Recorded data

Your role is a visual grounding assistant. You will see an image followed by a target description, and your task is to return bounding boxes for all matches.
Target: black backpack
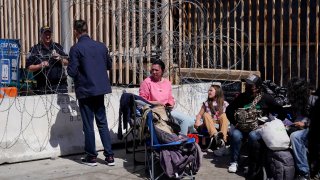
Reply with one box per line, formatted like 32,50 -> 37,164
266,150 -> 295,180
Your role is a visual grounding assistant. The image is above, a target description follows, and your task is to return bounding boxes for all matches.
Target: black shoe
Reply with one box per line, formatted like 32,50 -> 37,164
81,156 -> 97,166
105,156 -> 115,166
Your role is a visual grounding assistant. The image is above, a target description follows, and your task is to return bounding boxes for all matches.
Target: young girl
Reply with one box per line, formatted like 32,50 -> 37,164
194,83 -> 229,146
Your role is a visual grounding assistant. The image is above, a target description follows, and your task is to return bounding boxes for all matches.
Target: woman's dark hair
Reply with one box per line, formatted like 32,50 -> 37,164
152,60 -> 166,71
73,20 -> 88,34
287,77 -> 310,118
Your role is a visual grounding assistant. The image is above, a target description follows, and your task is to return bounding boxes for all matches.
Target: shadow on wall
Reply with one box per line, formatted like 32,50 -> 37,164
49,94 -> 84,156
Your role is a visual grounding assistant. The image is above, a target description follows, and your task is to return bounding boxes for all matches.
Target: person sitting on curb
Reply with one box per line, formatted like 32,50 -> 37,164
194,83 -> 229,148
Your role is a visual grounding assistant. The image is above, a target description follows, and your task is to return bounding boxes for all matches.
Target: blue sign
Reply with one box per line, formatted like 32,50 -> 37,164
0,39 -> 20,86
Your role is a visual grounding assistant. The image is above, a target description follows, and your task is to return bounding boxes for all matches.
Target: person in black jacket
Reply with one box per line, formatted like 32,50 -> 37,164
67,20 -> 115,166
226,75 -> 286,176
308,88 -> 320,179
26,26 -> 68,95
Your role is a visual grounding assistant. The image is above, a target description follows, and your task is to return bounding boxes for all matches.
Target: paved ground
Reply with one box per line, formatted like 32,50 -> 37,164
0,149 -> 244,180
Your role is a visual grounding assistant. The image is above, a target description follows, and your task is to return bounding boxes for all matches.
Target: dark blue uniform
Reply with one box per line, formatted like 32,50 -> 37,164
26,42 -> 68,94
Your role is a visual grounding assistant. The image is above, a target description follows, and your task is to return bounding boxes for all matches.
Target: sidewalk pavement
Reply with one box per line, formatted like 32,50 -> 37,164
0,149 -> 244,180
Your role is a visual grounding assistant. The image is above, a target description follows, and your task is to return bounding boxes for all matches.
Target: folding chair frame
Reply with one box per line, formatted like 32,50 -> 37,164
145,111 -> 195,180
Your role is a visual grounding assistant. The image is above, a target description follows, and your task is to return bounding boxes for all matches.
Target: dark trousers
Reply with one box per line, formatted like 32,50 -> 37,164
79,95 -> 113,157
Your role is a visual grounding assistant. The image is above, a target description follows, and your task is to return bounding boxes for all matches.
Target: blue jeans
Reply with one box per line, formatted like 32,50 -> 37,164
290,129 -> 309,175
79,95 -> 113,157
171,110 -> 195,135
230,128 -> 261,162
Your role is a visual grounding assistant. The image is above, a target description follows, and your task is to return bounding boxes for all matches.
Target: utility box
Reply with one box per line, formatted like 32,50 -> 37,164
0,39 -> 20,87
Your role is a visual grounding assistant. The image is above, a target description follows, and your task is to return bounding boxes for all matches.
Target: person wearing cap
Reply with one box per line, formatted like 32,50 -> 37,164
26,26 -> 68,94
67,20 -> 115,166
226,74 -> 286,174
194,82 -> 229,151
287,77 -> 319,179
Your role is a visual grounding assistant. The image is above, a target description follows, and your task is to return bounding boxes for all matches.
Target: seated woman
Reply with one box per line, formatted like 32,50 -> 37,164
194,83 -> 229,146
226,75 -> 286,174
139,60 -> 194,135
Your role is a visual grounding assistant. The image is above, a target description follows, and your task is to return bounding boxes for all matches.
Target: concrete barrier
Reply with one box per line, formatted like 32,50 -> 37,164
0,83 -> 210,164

Written request
Please copy out every entry above word for word, leaving out the pictures.

Output for this task
Your role is a visual grounding assistant. You will see an image followed by a target description, and your task is to return bounding boxes for all matches.
Target: black backpack
Reply with one box per line, formatted like 32,50 -> 37,164
266,150 -> 295,180
Your role is a visual grounding assistant. The image is above, a target description follows, and your task is to return bounding boxes for all matches.
Target: black shoe
Reply with one box per line, formatted like 32,50 -> 37,164
81,156 -> 97,166
105,156 -> 115,166
Your role is a visual grounding assistant. The image is above, a target description follows, and your task is to return bounding boxes for all matches.
Target: young girl
Reply with one box per line, formatted like 32,50 -> 37,164
194,83 -> 229,146
Your role is a visual grounding assistant. The image is above, a target description follows, and your task is to return bounding boxes for all matches.
Target: woman's dark hair
Reply with one box per line, formatted like 32,50 -> 37,164
152,60 -> 166,71
73,20 -> 88,34
287,77 -> 310,118
Your role is a visual grounding assistant. The image is above, a target description follows, and your task is to return bounding boxes for all matches.
Target: shadow on wall
Reply with one box per line, formatted like 32,50 -> 37,164
49,94 -> 84,156
Your role is a visual grounding assistant. The image is above, a target description follows, and your task is to return bounding boxes for all matches.
Target: person sitting on curb
Reply with one box per line, formatted like 32,50 -> 37,164
194,83 -> 229,148
Your role is a visual grounding assistant. The image is above, a target description follows, and your task is to return bounding boxes for all matches.
Target: blue sign
Reply with one box per line, formatted like 32,50 -> 37,164
0,39 -> 20,86
Your role is a visual grounding assistant. The image is above, a target description follows, and your task is to return bounding boxes for all matches.
Target: person in black jacket
Reply with one box per line, formatted like 32,50 -> 37,164
67,20 -> 115,166
226,75 -> 286,176
308,88 -> 320,179
26,26 -> 68,95
Your role is a visual grounding assistant. The image is above, a target description follows, and your task is to return bounding boxes for all matches.
Target: paved ground
Reply with one box per line, formatted like 32,50 -> 37,164
0,149 -> 244,180
Your role is a visual grounding assistant. The image is above, a target description follows, and your task is to return bounding boxes for all matches.
Target: dark blue uniform
Reply with one box per line, formatted like 32,50 -> 37,164
26,42 -> 68,94
Your role is a visual grounding assistant. The image is above, a target description follows, and your task is to return bounding boxes for all matches.
Target: sidewalk pavement
Reply with one box per line, formatted like 32,50 -> 37,164
0,149 -> 244,180
Your role is a visual grounding assistant. The image is above, a target description follows, and your task is to return bounding boxes for all matches.
Target: folding chair frame
Reply with one box per line, formatted like 32,50 -> 37,164
145,111 -> 195,180
Your role is a visual grounding assistant. The image is above, a target description follows, and your task is to return bounding boxes for all matches.
Target: dark trousers
Reply with one box per line, formatted like 32,50 -> 37,164
79,95 -> 113,157
Your role is a visual grounding assistant. The image is above, a target description follows, and your task is to return bounding boxes for all matches.
Target: blue jeans
Reply with one box per line, formatted like 32,50 -> 37,164
290,129 -> 309,175
79,95 -> 113,157
171,110 -> 195,135
230,128 -> 261,162
Your role is a visual grounding assistant. The image is above, a target description follows, and your task is to return bounding boxes for all matches.
Target: utility box
Reply with one box per line, formatted like 32,50 -> 37,164
0,39 -> 20,87
Your role is a visual grounding assistant. The image is above, a target description follows, and your task is to return bounding boxes for all matches.
Target: person wearing cap
Reply with one box per line, formatted like 32,50 -> 37,164
26,26 -> 68,94
67,20 -> 115,166
226,74 -> 286,174
194,82 -> 229,151
287,77 -> 319,179
Your role is a visual grounding assistant. The image is above, a target description follows, and your task is to return bounding boxes for all matches.
Target: seated woman
Reply with one box per line, formatted like 32,50 -> 37,164
194,83 -> 229,146
226,75 -> 286,174
139,60 -> 194,135
Your role is a visual grounding assistant. The image is above, a target description follows, and your task is to return bounding boxes for all matches.
Target: concrete barrier
Reply with one box per line, formatted like 32,50 -> 37,164
0,83 -> 210,164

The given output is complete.